» **Directive**
Switch every "place a point on" in the material below to "put a point on", keep everything else the same, and leave the pictures out of your answer.

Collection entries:
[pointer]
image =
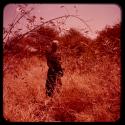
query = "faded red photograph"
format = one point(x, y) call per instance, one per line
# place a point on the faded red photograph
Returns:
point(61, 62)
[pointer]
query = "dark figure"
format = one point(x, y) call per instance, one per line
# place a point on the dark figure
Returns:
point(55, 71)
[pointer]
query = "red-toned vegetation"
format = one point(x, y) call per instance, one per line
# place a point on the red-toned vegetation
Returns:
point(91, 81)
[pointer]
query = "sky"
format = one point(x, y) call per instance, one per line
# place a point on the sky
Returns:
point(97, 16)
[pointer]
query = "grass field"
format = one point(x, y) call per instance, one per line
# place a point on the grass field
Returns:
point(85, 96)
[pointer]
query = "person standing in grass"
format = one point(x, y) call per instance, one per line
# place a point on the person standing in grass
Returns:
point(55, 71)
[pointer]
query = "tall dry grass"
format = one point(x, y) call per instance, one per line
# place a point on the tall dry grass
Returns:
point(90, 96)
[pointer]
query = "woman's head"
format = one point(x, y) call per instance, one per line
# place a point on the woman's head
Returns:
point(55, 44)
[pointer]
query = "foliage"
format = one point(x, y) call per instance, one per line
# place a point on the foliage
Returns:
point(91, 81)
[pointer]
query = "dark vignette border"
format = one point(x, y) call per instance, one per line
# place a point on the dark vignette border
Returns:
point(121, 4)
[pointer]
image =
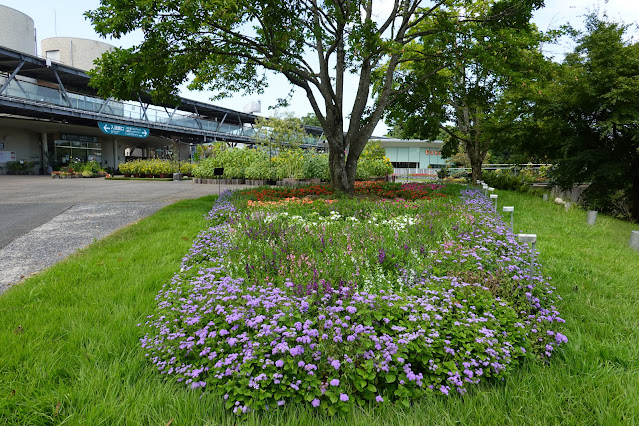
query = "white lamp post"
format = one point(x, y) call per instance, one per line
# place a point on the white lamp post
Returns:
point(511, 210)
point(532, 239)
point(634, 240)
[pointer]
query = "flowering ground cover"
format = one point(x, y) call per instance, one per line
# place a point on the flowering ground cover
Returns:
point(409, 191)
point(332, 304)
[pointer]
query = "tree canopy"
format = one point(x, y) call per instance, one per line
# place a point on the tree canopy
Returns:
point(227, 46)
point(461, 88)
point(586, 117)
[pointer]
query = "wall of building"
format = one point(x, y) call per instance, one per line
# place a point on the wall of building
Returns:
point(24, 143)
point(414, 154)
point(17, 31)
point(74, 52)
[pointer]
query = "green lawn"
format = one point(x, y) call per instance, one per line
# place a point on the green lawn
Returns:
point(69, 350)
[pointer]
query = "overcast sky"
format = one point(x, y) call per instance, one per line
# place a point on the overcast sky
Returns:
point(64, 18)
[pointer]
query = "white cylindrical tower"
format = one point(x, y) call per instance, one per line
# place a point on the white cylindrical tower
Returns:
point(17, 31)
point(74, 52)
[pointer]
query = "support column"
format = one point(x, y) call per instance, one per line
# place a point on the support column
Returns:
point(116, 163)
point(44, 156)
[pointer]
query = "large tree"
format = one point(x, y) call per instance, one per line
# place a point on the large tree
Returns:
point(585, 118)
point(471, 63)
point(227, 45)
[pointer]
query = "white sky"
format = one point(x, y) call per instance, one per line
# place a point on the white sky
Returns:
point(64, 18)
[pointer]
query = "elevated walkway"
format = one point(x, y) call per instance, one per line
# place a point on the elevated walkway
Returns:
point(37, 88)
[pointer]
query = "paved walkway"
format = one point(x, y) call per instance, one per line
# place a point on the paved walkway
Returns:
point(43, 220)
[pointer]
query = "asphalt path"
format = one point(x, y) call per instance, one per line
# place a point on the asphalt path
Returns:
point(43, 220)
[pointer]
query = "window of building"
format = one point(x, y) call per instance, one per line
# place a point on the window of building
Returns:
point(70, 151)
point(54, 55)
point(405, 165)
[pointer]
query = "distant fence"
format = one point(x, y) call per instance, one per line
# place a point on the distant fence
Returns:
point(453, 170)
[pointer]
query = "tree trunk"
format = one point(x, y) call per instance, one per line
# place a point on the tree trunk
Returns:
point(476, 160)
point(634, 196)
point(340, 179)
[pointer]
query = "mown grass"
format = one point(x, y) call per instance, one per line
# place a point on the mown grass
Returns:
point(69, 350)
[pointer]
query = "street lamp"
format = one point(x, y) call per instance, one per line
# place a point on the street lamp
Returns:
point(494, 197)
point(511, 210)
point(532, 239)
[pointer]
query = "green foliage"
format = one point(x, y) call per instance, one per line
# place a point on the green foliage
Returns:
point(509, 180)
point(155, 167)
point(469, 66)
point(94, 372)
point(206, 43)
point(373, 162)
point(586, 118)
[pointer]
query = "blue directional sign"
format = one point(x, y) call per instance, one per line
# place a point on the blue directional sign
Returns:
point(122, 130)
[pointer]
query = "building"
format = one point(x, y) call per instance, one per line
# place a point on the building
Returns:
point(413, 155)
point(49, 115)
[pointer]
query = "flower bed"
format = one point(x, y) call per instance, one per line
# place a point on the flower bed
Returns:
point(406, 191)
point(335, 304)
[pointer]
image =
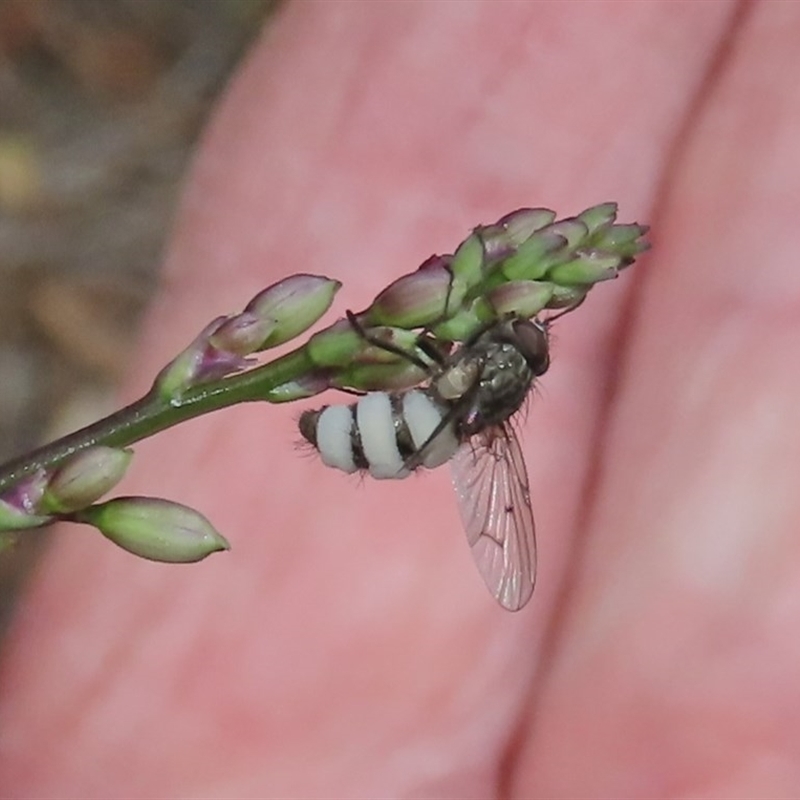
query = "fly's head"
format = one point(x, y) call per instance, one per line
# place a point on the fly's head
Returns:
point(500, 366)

» **Written reply**
[pointer]
image =
query = "faded red photograph"
format = one point(x, y) call per instance, one per line
# put a point on the faded red photograph
Returns:
point(61, 62)
[pointer]
query = "dark figure"
format = one point(x, y) call per instance, one per line
# put a point on the dark figure
Returns:
point(55, 71)
[pointer]
query = "red-toned vegetation"
format = one point(x, y) call per instance, one per line
# put a point on the red-toned vegetation
Returns:
point(91, 81)
[pointer]
query = "sky"
format = one point(x, y) call per instance, one per line
# put a point on the sky
Returns:
point(97, 16)
[pointer]
query = "grass field"
format = one point(x, y) call per instance, one per line
# put a point on the grass field
Returns:
point(85, 96)
[pointer]
query = "person standing in grass"
format = one point(x, y) call per instance, one per line
# put a point on the person standing in grass
Returns:
point(55, 71)
[pointer]
query = "tall dry grass"
format = one point(x, y) call per instance, one per line
# put a point on the tall dry grass
Returns:
point(90, 96)
[pointer]
query = "woman's head"
format = one point(x, y) call per instance, one per line
# put a point on the woman's head
Returns:
point(55, 44)
[pointer]
query = "foliage"
format = one point(x, y) call per instance, one per line
# put a point on the foliage
Returns:
point(91, 81)
[pointer]
query = "dark vignette border"
format = one point(x, y) call per instance, one per line
# put a point on the dark vignette border
Returns:
point(121, 4)
[pointer]
image =
query = "white lamp post"
format = one point(x, y) call per instance, one per line
# put a point on the white lamp post
Returns:
point(511, 210)
point(532, 239)
point(634, 240)
[pointer]
query = "flowering ground cover"
format = one point(x, y) call per instance, one per line
# put a point on the flowering ground cover
Returns:
point(409, 191)
point(332, 304)
[pointer]
query = "tree canopy"
format = one point(x, y) call per instance, one per line
# put a point on the tree canopy
Returns:
point(227, 46)
point(461, 88)
point(586, 117)
[pointer]
query = "wall of building"
format = one point(x, y) call per instance, one per line
# put a point on the wall of building
Returns:
point(24, 143)
point(414, 154)
point(17, 31)
point(74, 52)
[pointer]
query = "green lawn"
format = one point(x, y) call per instance, one per line
# put a point on the green lawn
Returns:
point(69, 350)
[pointer]
query = "overcast sky"
format = one point(x, y) call per instance, one per line
# put a point on the overcast sky
Returns:
point(64, 18)
[pointer]
query = "white cylindrical tower"
format = one point(x, y) call per instance, one per line
# put a point on the white cylindrical tower
Returns:
point(17, 31)
point(74, 52)
[pointer]
query = "support column"
format = one point(x, y) call per instance, one per line
# put a point on the support column
Returns:
point(116, 163)
point(44, 156)
[pointer]
query = "large tree"
format = one point(x, y) call per instance, one per line
# put a point on the large tree
Returns:
point(585, 118)
point(471, 63)
point(227, 45)
[pointer]
query = "white sky"
format = one point(x, y) call per instance, one per line
# put a point on the white sky
Returns:
point(64, 18)
[pointer]
query = "elevated walkway"
format = one point(x, y) call per instance, one per line
# put a point on the elevated walkway
Returns:
point(37, 88)
[pointer]
query = "paved walkway"
format = one point(x, y) call per instance, one per line
# put a point on the paved walkway
Returns:
point(43, 220)
[pointer]
query = "asphalt path"
format = one point(x, y) call per instance, one per line
# put a point on the asphalt path
Returns:
point(43, 220)
[pointer]
query = "window of building"
format = one point(x, y) call per instance, one per line
# put a point on the window of building
Returns:
point(70, 151)
point(54, 55)
point(405, 165)
[pointer]
query = "distant fence"
format = one point(x, y) call per instance, one per line
# put a point on the distant fence
Returns:
point(453, 170)
[pointer]
query = "tree trunk"
format = one point(x, y) call per instance, one per line
# put a point on the tree trunk
Returns:
point(476, 160)
point(634, 196)
point(340, 179)
[pointer]
query = "mown grass"
format = one point(x, y) call per instance, one per line
# put a point on the mown grass
Returns:
point(69, 350)
[pointer]
query = "street lamp"
format = one point(x, y) call per instance, one per line
# put a point on the street lamp
Returns:
point(494, 197)
point(511, 210)
point(532, 239)
[pointer]
query = "green foliage"
format = one point(x, y) call per instance, one per line
# put a point on the green foliage
Returns:
point(509, 180)
point(155, 167)
point(469, 66)
point(94, 372)
point(206, 43)
point(373, 162)
point(586, 118)
[pointer]
query = "blue directional sign"
format = one point(x, y) call per instance, one per line
# put a point on the blue directional sign
Returns:
point(122, 130)
[pointer]
query = "building"
format = one point(x, y) call per instance, one per line
# put a point on the building
Returns:
point(413, 155)
point(49, 115)
[pointer]
query = "flower bed"
format = one point(x, y) call per instance, one per line
# put a point on the flower bed
Returns:
point(406, 191)
point(335, 304)
[pointer]
image =
query = "fly's head"
format = one point(x, y) call per instance, one per line
# put a point on the fly's head
Returns:
point(500, 366)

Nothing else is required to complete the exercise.